* Exercise description
Will you give every entry again exactly as it stands?

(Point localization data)
####
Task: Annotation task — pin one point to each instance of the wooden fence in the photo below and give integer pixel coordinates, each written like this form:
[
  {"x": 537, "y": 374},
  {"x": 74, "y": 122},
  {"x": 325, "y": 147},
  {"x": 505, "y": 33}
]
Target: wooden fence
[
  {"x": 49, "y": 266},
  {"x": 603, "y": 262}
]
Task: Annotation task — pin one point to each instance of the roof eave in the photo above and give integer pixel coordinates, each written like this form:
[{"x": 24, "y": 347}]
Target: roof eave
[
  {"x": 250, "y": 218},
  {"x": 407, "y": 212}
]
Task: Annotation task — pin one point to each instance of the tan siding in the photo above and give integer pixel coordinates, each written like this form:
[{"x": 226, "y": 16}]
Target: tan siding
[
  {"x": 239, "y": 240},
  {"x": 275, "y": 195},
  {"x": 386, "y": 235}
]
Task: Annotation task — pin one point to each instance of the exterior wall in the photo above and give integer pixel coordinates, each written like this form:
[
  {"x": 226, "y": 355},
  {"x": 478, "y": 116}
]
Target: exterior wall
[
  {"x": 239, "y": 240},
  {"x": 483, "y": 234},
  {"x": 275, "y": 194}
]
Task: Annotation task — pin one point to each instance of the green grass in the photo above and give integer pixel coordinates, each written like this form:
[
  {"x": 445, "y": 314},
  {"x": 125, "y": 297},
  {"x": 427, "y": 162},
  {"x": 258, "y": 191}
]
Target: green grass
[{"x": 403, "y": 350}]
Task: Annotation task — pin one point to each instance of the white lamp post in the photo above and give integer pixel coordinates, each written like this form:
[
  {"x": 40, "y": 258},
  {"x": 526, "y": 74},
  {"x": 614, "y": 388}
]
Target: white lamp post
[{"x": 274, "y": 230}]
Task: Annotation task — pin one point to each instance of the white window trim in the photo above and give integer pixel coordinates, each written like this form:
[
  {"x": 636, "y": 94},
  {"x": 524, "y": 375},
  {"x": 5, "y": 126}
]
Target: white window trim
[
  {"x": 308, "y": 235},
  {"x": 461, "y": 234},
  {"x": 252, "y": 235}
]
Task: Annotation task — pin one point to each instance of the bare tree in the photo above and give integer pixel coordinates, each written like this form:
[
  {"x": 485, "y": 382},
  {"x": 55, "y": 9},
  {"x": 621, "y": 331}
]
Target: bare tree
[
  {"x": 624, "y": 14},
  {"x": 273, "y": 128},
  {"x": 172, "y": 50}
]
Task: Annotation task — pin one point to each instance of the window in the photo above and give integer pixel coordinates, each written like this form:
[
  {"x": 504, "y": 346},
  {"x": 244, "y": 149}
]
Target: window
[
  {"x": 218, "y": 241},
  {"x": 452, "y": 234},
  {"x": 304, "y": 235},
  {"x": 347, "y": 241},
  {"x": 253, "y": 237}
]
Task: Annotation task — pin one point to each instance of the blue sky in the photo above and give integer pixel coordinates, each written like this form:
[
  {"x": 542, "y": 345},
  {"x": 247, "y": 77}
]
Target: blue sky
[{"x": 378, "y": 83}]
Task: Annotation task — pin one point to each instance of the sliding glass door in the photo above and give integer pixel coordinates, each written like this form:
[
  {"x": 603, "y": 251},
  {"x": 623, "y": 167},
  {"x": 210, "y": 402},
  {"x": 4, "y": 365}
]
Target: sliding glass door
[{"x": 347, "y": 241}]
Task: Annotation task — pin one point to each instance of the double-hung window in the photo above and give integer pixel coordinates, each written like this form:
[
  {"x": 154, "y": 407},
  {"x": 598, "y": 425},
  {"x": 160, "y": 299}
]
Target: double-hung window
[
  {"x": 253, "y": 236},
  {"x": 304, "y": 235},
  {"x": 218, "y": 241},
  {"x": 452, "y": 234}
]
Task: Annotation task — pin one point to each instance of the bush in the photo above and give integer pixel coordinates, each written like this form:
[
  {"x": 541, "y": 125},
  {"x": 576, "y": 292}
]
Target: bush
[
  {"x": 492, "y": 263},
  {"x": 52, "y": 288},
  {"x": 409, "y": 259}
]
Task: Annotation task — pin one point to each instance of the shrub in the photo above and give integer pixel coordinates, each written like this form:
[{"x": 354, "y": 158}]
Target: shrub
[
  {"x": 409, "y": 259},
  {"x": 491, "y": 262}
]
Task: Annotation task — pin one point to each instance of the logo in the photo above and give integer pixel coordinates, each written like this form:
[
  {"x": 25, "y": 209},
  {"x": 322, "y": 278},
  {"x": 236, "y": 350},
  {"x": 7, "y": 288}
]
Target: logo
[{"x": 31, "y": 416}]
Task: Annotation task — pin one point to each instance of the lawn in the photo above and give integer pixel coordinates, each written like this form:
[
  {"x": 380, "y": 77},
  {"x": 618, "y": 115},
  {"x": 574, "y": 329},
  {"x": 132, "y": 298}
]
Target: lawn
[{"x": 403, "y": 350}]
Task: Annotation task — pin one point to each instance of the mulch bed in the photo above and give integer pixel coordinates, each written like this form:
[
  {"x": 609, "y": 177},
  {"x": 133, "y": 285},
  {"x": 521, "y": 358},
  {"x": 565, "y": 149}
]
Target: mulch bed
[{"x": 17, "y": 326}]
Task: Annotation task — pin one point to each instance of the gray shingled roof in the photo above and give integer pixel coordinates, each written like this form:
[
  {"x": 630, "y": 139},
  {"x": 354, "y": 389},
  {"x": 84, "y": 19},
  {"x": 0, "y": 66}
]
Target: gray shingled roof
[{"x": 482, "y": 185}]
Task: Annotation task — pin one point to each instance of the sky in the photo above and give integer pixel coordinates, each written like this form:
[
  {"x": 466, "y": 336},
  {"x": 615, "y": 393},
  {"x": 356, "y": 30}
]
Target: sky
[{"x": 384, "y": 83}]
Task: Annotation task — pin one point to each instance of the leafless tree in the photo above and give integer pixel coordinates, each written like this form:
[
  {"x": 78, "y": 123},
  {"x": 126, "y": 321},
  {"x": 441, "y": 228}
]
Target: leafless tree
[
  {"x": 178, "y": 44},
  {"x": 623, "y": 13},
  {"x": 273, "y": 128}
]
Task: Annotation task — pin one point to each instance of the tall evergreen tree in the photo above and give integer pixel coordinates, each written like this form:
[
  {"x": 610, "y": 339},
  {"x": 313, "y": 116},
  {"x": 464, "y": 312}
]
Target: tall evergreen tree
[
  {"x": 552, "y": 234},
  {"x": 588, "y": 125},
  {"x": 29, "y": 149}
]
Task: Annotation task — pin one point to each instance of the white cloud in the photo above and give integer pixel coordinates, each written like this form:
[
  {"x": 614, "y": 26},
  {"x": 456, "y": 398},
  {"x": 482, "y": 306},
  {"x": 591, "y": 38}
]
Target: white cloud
####
* The answer
Task: Annotation task — pin one point to each instance of the wooden fence in the photo below and give integer pixel coordinates, each written like this form:
[
  {"x": 537, "y": 374},
  {"x": 74, "y": 122},
  {"x": 325, "y": 147},
  {"x": 505, "y": 33}
]
Target: wooden fence
[
  {"x": 49, "y": 266},
  {"x": 603, "y": 262}
]
Task: Annotation task — pin one point to each instance of the roof eave in the photo above and give integer pixel coordinates, each written like this form:
[{"x": 24, "y": 347}]
Target: roof eave
[
  {"x": 250, "y": 218},
  {"x": 407, "y": 212}
]
Task: Annotation task — pin one point to each instance of the tan siding in the photo above and give integer pixel coordinates, each written like this form:
[{"x": 226, "y": 16}]
Target: tan siding
[
  {"x": 239, "y": 240},
  {"x": 275, "y": 195},
  {"x": 386, "y": 235}
]
Task: Annotation task — pin one point to each instance of the exterior wall in the photo above and give integer pixel coordinates, each written like this form:
[
  {"x": 226, "y": 355},
  {"x": 478, "y": 116}
]
Target: exterior wall
[
  {"x": 239, "y": 240},
  {"x": 483, "y": 234},
  {"x": 275, "y": 194}
]
Task: Annotation task — pin one point to each instance of the green grass in the photo above and give integer pixel coordinates, each written like this form:
[
  {"x": 445, "y": 314},
  {"x": 125, "y": 297},
  {"x": 427, "y": 162},
  {"x": 258, "y": 191}
]
Target: green grass
[{"x": 403, "y": 350}]
Task: Annotation task — pin one point to each instance of the white lamp post in the photo above and give integer pixel coordinates, each written like this form:
[
  {"x": 40, "y": 258},
  {"x": 526, "y": 74},
  {"x": 614, "y": 388}
]
Target: white lamp post
[{"x": 274, "y": 230}]
Task: Annotation task — pin one point to each instance of the white window trim in the photo above and give integer pixel coordinates, each written like this form:
[
  {"x": 636, "y": 94},
  {"x": 524, "y": 375},
  {"x": 5, "y": 126}
]
Target: white window trim
[
  {"x": 308, "y": 235},
  {"x": 461, "y": 234},
  {"x": 252, "y": 235}
]
Task: Annotation task — pin one point to each instance of the bare tree in the photo above and give integer pixel coordinates, each written like this form:
[
  {"x": 485, "y": 382},
  {"x": 55, "y": 9},
  {"x": 621, "y": 331}
]
Target: bare tree
[
  {"x": 624, "y": 14},
  {"x": 273, "y": 128},
  {"x": 172, "y": 50}
]
Task: Annotation task — pin one point to each instance of the window in the photo above and give integer pixel coordinates, each written like this form:
[
  {"x": 504, "y": 346},
  {"x": 244, "y": 149}
]
Target: window
[
  {"x": 218, "y": 241},
  {"x": 452, "y": 234},
  {"x": 304, "y": 235},
  {"x": 347, "y": 241},
  {"x": 253, "y": 237}
]
Task: Annotation task — pin one point to each instance of the blue sky in the photo above and give integer pixel coordinates, each written like this form:
[
  {"x": 542, "y": 345},
  {"x": 247, "y": 77}
]
Target: blue sky
[{"x": 378, "y": 83}]
Task: Annotation task — pin one point to each instance of the sliding glass door in the photo above and give integer pixel coordinates, each written like this form:
[
  {"x": 603, "y": 251},
  {"x": 623, "y": 167},
  {"x": 210, "y": 402},
  {"x": 4, "y": 365}
]
Target: sliding glass door
[{"x": 347, "y": 241}]
Task: Annotation task — pin one point to each instance of the double-hung window in the photo above and give integer pixel coordinates, each written like this form:
[
  {"x": 154, "y": 407},
  {"x": 598, "y": 425},
  {"x": 160, "y": 299}
]
Target: double-hung window
[
  {"x": 253, "y": 236},
  {"x": 304, "y": 235},
  {"x": 218, "y": 241},
  {"x": 452, "y": 234}
]
Task: Annotation task — pin one point to each instance of the bush in the photo above and give integer pixel coordinates, each written like this form:
[
  {"x": 541, "y": 125},
  {"x": 576, "y": 292}
]
Target: bush
[
  {"x": 492, "y": 263},
  {"x": 52, "y": 288},
  {"x": 409, "y": 259}
]
Task: Annotation task — pin one point to each instance of the shrub in the photo above and give integer pixel coordinates, each written like this form:
[{"x": 354, "y": 158}]
Target: shrub
[
  {"x": 409, "y": 259},
  {"x": 491, "y": 262}
]
Task: Annotation task — pin one point to each instance of the logo in the photo above and give integer pixel coordinates, each written like this form:
[
  {"x": 25, "y": 209},
  {"x": 322, "y": 278},
  {"x": 236, "y": 350},
  {"x": 7, "y": 288}
]
Target: logo
[{"x": 31, "y": 416}]
Task: Annotation task — pin one point to each instance of the lawn in the photo above and give integer pixel coordinates, each written like this form:
[
  {"x": 380, "y": 77},
  {"x": 618, "y": 115},
  {"x": 574, "y": 329},
  {"x": 132, "y": 298}
]
Target: lawn
[{"x": 403, "y": 350}]
Task: Annotation task — pin one point to each instance of the mulch bed in the photo above and give integer pixel coordinates, each written like this form:
[
  {"x": 609, "y": 177},
  {"x": 133, "y": 285},
  {"x": 521, "y": 358},
  {"x": 565, "y": 149}
]
Target: mulch bed
[{"x": 17, "y": 326}]
Task: Annotation task — pin one point to each instance of the gray shingled roof in the photo above and give integer pixel coordinates, each written like this form:
[
  {"x": 630, "y": 139},
  {"x": 354, "y": 389},
  {"x": 84, "y": 19},
  {"x": 0, "y": 66}
]
Target: gray shingled roof
[{"x": 482, "y": 185}]
Task: Annotation task — pin one point to each instance of the sky in the photo above and give integer pixel coordinates, each written like this form:
[
  {"x": 466, "y": 336},
  {"x": 615, "y": 393},
  {"x": 356, "y": 30}
]
Target: sky
[{"x": 384, "y": 83}]
Task: Annotation task — pin one point to each instance of the leafless tree in the photo above and give integer pixel coordinates, each written like this form:
[
  {"x": 78, "y": 123},
  {"x": 126, "y": 321},
  {"x": 441, "y": 228}
]
Target: leafless tree
[
  {"x": 178, "y": 44},
  {"x": 623, "y": 13},
  {"x": 273, "y": 128}
]
Task: Annotation task — pin one point to each instance of the tall evergreen tree in the photo above and give integer pixel coordinates, each written like this form:
[
  {"x": 610, "y": 339},
  {"x": 313, "y": 116},
  {"x": 464, "y": 312}
]
Target: tall evergreen tree
[
  {"x": 552, "y": 234},
  {"x": 588, "y": 125},
  {"x": 29, "y": 149}
]
Task: Annotation task — pin one point to each instance of the white cloud in the photo above and give integer pixel coordinates, each written like this form:
[
  {"x": 614, "y": 26},
  {"x": 456, "y": 398},
  {"x": 482, "y": 306},
  {"x": 591, "y": 38}
]
Target: white cloud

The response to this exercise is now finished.